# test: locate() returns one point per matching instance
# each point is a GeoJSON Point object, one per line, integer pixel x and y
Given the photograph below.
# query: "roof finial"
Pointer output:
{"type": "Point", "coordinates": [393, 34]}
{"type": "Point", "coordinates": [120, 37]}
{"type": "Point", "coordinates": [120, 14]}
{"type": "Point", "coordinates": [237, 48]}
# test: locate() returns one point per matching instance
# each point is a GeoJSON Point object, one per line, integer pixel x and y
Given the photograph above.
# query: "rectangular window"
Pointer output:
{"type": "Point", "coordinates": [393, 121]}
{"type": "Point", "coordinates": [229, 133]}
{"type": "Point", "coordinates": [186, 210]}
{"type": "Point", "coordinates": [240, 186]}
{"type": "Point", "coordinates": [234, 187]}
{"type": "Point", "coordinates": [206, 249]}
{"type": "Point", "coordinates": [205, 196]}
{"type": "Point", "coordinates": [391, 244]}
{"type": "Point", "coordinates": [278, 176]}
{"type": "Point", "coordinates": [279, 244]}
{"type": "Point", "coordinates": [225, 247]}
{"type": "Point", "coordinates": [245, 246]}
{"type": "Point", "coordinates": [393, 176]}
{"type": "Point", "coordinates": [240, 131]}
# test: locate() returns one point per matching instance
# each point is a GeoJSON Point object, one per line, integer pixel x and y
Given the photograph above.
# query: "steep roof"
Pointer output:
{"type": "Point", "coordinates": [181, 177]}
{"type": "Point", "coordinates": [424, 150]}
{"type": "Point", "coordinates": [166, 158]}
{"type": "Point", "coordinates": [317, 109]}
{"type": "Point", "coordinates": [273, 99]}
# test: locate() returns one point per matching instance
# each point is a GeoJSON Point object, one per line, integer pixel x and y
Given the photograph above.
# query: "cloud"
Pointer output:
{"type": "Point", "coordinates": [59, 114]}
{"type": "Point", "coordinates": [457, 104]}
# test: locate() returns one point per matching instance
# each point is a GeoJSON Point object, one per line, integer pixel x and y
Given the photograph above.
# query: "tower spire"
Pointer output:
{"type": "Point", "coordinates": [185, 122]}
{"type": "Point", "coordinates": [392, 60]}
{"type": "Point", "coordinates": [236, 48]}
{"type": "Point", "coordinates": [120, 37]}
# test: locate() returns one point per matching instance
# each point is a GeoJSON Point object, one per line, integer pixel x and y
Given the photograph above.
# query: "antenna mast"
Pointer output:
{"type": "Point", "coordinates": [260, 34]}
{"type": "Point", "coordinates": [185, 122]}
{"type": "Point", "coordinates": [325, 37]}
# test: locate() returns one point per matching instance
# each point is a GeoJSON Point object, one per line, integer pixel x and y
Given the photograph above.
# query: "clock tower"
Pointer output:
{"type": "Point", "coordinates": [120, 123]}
──────────────────────────────
- _Your task_
Transcribe every record above exactly as it appears.

- _Answer to the problem_
# test: locate() returns one point per matching instance
# each point is a GeoJSON Point object, one per line, integer pixel x and y
Given the photograph below.
# query: "roof finial"
Pointer output:
{"type": "Point", "coordinates": [393, 34]}
{"type": "Point", "coordinates": [120, 37]}
{"type": "Point", "coordinates": [120, 14]}
{"type": "Point", "coordinates": [237, 48]}
# test: locate() returns one point per matching instance
# each point is a GeoJSON Point object, one per line, integer pixel x and y
Given the photograph above.
# query: "rectangular window"
Pointer output:
{"type": "Point", "coordinates": [393, 121]}
{"type": "Point", "coordinates": [229, 133]}
{"type": "Point", "coordinates": [186, 210]}
{"type": "Point", "coordinates": [240, 186]}
{"type": "Point", "coordinates": [234, 187]}
{"type": "Point", "coordinates": [206, 249]}
{"type": "Point", "coordinates": [205, 196]}
{"type": "Point", "coordinates": [391, 244]}
{"type": "Point", "coordinates": [278, 176]}
{"type": "Point", "coordinates": [279, 244]}
{"type": "Point", "coordinates": [225, 247]}
{"type": "Point", "coordinates": [245, 246]}
{"type": "Point", "coordinates": [393, 176]}
{"type": "Point", "coordinates": [240, 131]}
# test: locate() returns one point per matching instance
# each point is a GeoJSON Point object, one per line, integer pixel x and y
Given the photograph above.
# query: "steep roof"
Pointer output:
{"type": "Point", "coordinates": [181, 177]}
{"type": "Point", "coordinates": [424, 150]}
{"type": "Point", "coordinates": [166, 158]}
{"type": "Point", "coordinates": [317, 109]}
{"type": "Point", "coordinates": [273, 99]}
# test: locate() returns one point per matching instance
# each point is a GeoJSON Point object, one per line, integer pixel x and y
Given the photograph above.
# query: "cloud"
Pointer output:
{"type": "Point", "coordinates": [59, 114]}
{"type": "Point", "coordinates": [457, 104]}
# test: locate() returns one point per matching instance
# each point is a GeoJSON Point object, one per line, integer pixel x and y
Given the photograph above.
# query: "tower spire"
Pointer output:
{"type": "Point", "coordinates": [185, 122]}
{"type": "Point", "coordinates": [392, 60]}
{"type": "Point", "coordinates": [236, 48]}
{"type": "Point", "coordinates": [120, 37]}
# test: locate() returns one point per matching instance
# each point is a GeoJSON Point object, one per line, integer pixel x and y
Given the photograph above.
# query: "antenna mast"
Pointer output:
{"type": "Point", "coordinates": [260, 34]}
{"type": "Point", "coordinates": [185, 122]}
{"type": "Point", "coordinates": [325, 37]}
# test: locate() returns one point per matching instance
# each point is a GeoJSON Point object, one per line, integer pixel x and y
Given the photograph above.
# query: "clock tower"
Pointer output:
{"type": "Point", "coordinates": [120, 123]}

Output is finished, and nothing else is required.